## Data records

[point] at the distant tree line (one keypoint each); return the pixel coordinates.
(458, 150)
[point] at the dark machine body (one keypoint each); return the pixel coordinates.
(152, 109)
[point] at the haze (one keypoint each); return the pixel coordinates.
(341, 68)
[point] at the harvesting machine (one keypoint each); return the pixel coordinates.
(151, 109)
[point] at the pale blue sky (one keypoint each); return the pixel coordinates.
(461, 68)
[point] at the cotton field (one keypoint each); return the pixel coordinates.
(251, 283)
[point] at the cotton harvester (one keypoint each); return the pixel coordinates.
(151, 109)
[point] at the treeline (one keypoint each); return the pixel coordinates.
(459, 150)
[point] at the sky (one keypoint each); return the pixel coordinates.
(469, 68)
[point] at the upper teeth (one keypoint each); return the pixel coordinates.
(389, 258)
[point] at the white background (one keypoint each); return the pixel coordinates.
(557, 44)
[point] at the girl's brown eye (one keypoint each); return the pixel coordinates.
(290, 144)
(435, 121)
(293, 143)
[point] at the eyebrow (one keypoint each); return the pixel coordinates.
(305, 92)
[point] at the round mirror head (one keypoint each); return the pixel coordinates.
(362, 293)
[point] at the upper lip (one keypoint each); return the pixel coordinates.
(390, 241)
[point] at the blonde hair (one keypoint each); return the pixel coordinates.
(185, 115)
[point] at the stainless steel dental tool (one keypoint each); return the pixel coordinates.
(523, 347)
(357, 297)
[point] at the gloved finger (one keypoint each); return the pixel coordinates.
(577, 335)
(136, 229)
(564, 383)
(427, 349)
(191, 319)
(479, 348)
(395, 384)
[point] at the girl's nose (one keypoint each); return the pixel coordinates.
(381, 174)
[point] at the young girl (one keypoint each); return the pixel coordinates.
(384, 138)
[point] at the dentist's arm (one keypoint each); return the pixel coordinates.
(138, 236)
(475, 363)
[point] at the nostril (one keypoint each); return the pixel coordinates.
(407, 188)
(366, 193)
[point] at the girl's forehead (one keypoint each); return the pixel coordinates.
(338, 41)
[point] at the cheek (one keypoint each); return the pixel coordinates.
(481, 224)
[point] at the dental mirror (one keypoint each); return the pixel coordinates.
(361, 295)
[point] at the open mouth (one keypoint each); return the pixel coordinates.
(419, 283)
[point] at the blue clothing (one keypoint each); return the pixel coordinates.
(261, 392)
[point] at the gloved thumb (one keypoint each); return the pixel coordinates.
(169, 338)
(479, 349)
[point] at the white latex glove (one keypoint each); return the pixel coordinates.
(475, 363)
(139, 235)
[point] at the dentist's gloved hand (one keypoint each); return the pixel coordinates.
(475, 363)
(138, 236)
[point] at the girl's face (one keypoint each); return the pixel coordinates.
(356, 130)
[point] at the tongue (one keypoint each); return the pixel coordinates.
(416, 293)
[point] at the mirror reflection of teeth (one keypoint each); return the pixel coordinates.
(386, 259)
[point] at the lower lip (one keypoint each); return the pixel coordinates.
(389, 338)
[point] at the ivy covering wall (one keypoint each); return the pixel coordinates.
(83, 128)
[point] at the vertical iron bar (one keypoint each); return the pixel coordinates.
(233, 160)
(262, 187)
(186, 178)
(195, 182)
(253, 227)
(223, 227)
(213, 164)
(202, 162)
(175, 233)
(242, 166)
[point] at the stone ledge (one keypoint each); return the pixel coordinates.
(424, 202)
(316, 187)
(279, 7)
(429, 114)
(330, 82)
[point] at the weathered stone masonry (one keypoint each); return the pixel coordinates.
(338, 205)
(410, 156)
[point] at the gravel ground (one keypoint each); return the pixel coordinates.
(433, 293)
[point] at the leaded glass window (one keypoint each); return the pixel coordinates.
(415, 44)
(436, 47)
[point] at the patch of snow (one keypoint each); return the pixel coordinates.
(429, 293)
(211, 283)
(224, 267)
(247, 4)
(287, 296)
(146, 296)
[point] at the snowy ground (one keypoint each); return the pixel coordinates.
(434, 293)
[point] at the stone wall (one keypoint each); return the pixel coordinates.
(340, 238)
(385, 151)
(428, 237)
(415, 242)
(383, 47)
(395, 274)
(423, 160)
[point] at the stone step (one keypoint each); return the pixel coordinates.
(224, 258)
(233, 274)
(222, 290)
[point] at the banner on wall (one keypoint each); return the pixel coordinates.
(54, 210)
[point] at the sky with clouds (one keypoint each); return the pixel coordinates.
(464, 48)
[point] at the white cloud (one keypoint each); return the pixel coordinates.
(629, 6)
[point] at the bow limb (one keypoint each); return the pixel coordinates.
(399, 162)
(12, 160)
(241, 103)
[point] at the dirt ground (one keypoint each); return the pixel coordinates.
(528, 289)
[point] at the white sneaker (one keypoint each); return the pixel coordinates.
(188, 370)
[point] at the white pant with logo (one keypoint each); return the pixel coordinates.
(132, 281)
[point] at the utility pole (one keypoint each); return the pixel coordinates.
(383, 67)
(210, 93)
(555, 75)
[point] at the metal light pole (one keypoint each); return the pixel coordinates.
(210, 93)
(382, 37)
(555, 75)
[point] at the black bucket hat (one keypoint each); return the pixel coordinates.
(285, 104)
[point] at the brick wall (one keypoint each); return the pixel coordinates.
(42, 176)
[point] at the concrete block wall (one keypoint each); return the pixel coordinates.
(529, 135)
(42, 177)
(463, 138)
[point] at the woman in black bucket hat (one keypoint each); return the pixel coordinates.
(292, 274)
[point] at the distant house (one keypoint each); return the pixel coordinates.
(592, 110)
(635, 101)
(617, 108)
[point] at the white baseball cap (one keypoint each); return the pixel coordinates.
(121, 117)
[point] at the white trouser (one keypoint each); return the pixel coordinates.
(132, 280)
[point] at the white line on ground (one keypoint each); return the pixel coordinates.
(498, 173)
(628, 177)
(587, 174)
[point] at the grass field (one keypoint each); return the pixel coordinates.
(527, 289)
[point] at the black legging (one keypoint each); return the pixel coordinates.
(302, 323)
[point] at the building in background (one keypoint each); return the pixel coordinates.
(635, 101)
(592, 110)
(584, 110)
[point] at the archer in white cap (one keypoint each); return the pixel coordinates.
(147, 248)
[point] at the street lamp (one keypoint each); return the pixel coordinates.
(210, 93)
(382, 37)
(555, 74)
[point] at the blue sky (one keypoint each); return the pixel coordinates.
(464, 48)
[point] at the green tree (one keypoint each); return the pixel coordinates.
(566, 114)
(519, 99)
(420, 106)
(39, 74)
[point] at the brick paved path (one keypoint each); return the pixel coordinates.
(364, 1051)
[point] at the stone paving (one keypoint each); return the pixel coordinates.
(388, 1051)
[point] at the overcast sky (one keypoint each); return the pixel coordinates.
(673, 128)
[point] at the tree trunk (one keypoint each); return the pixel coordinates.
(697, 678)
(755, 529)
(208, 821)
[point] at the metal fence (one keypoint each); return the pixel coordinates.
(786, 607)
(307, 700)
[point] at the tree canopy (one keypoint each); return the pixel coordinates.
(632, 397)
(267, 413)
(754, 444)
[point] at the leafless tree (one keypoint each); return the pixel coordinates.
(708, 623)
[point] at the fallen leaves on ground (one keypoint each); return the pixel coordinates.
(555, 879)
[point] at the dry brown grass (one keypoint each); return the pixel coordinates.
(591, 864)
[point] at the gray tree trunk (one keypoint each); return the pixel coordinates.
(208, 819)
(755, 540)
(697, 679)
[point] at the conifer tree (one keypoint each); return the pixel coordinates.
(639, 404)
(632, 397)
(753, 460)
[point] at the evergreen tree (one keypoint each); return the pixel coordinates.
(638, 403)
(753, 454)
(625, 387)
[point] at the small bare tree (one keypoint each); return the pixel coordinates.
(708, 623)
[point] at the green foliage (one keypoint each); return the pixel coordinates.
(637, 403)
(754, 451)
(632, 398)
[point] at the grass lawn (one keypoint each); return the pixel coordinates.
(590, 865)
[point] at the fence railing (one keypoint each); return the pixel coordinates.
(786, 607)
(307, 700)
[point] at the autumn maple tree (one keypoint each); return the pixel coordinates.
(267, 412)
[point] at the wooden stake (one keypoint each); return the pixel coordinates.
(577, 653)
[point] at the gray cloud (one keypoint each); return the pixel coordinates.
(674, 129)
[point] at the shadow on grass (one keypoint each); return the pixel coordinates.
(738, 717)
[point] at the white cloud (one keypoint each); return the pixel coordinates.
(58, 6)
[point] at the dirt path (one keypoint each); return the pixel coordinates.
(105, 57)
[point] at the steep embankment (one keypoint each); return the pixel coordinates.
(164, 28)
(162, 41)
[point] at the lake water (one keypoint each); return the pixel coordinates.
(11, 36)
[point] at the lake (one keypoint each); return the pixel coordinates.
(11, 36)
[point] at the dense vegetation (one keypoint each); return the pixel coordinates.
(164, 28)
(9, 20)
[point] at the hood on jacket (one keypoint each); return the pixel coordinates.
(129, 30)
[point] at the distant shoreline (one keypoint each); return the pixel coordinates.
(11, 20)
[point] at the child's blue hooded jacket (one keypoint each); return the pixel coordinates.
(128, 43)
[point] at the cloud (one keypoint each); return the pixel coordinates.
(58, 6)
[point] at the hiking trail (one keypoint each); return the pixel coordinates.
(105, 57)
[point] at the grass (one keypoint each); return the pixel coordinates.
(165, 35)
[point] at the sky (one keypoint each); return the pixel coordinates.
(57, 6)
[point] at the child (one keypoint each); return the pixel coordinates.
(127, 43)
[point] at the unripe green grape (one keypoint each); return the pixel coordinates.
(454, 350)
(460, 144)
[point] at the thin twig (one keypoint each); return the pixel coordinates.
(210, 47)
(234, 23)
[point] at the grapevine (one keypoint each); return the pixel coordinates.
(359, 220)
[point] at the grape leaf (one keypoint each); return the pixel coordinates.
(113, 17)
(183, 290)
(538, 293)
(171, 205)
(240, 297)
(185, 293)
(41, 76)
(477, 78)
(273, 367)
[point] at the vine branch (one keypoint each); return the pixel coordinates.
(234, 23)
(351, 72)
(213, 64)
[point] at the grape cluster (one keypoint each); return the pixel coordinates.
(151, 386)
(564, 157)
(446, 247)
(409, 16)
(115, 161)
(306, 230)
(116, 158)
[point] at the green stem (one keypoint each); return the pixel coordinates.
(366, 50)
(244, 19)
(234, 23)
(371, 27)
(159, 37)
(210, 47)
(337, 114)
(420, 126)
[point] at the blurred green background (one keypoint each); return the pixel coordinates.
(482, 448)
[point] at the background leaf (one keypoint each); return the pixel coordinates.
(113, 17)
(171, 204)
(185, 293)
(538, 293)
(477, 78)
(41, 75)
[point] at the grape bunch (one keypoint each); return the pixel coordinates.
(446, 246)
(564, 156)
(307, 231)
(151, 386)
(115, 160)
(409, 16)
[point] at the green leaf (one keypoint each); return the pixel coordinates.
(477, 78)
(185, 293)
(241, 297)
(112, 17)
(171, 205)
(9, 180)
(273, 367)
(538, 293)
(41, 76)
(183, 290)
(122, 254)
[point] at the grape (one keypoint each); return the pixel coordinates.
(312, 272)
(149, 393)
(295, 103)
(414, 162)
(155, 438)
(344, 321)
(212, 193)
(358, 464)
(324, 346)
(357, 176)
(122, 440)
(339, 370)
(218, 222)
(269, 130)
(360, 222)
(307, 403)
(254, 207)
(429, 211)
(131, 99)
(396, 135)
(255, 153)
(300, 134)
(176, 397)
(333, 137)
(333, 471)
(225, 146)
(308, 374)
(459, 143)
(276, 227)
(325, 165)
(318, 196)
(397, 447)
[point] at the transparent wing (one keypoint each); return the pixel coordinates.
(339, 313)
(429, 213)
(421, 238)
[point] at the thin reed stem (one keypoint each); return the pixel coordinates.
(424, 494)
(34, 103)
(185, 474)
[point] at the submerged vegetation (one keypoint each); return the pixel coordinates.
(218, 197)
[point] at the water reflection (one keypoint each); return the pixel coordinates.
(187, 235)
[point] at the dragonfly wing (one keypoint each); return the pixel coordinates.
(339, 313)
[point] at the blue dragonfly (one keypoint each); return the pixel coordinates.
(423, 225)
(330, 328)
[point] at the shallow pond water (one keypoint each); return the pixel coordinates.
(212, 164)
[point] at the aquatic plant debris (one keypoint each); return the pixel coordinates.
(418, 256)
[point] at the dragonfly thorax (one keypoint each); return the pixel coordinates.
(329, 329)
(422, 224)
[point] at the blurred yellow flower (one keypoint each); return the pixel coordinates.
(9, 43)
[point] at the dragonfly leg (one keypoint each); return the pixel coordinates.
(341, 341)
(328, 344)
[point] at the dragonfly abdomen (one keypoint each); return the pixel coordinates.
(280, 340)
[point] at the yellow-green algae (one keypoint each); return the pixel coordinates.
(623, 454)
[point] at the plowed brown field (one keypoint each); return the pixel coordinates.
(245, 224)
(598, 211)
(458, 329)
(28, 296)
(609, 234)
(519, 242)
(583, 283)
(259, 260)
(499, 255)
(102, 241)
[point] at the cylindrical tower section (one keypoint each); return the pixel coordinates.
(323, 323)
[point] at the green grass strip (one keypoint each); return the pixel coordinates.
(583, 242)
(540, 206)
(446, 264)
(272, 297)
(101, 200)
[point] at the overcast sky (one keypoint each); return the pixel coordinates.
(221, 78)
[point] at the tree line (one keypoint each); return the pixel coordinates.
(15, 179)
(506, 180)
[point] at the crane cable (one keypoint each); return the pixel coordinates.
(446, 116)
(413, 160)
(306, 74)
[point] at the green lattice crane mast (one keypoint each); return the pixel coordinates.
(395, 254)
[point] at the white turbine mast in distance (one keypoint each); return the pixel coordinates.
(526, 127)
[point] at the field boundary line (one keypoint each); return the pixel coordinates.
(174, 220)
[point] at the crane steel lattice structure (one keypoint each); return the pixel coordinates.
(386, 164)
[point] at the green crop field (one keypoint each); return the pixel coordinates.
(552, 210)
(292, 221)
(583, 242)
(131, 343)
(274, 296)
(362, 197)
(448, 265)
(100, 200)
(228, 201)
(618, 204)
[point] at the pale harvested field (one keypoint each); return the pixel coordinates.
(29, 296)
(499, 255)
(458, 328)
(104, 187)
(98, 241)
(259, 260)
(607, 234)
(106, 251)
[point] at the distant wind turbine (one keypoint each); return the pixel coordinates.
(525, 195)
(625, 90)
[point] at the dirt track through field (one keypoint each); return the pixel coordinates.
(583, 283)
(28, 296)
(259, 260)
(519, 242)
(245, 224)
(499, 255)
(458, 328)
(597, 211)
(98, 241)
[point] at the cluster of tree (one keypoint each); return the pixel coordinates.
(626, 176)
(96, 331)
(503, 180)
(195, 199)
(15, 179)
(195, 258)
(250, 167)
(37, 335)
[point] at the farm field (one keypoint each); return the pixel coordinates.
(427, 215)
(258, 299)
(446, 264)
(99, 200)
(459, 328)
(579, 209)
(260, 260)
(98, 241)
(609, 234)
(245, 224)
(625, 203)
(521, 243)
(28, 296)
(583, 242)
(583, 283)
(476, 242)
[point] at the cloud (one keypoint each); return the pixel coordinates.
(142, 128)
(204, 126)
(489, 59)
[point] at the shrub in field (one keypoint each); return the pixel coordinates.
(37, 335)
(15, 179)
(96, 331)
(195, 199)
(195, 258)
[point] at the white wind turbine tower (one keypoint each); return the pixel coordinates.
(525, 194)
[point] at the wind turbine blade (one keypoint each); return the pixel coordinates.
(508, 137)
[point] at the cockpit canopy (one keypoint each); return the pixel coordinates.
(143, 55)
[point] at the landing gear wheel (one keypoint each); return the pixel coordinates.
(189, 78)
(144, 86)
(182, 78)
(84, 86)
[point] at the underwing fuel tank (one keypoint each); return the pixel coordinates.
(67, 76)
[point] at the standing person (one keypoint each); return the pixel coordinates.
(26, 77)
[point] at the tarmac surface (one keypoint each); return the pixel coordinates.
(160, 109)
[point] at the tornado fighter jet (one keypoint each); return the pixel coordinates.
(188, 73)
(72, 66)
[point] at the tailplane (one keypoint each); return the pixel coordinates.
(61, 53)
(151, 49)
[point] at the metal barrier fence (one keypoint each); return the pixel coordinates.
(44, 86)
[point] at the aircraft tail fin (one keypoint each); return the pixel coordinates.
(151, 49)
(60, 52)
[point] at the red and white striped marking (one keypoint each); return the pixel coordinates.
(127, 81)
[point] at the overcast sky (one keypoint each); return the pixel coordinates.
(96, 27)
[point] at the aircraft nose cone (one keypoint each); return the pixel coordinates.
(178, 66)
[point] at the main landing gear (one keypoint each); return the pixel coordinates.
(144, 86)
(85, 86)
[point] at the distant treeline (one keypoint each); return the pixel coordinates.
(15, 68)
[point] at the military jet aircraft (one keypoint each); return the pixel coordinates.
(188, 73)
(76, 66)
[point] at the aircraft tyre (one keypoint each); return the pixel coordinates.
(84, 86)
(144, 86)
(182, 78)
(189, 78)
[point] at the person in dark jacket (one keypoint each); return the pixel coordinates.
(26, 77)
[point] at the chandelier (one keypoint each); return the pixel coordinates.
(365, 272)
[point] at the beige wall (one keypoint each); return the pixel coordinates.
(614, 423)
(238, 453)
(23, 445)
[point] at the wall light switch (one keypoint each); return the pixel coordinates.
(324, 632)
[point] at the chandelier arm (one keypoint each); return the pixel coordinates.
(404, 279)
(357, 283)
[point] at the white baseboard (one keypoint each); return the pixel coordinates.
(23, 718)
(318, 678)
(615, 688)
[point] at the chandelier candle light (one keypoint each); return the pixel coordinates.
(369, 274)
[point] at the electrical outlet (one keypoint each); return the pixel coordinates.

## What is needed
Repeat, exactly and only, the lines above from the one containing "[point] at the white baseboard" through the end of the material.

## Final answer
[point] at the white baseboard (one keypoint each); return the pixel coordinates.
(23, 718)
(318, 678)
(615, 688)
[point] at the chandelier candle light (one keypoint each); return the pixel coordinates.
(369, 274)
[point] at the electrical outlet (one keypoint each); return the pixel coordinates.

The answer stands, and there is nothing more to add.